(PAGE TEXT):
Segment Open

Advantages of S Corporations

  • You can transfer ownership interests without negative tax consequences.
  • S corporations are not forced to use the accrual method of accounting like C corporations are.
  • S corporations often have better credibility with clients, customers, vendors, employees, and partners because of the formal commitment required to incorporate.

Comparing C Corp vs S Corp for Growth and Investment

The choice between a C corp vs S corp often depends on long-term business goals. While S corporations are ideal for small to mid-sized companies seeking pass-through taxation and simpler tax reporting, C corporations may offer strategic advantages for growth-oriented businesses.

When a C Corp Might Be Better:

  • You plan to seek venture capital or go public.
  • You want to offer multiple stock classes or complex equity incentives.
  • You expect to retain profits in the business rather than distribute them immediately.

When an S Corp Might Be Better:

  • You prefer a single layer of taxation and want profits to pass through to personal returns.
  • Your ownership structure is relatively simple, with fewer than 100 shareholders.
  • You want to minimize self-employment taxes on distributions.

Segment Closed

Stored data entries
Segment Open

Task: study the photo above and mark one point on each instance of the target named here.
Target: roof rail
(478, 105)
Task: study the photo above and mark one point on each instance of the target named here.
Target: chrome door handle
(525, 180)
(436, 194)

Segment Closed

(AIM OF THE TASK): From the text on C and S corporations above, extract the passage from "When an S Corp" to "than 100 shareholders." word for word.

(RESPONSE TO THIS EXERCISE):
When an S Corp Might Be Better:

  • You prefer a single layer of taxation and want profits to pass through to personal returns.
  • Your ownership structure is relatively simple, with fewer than 100 shareholders.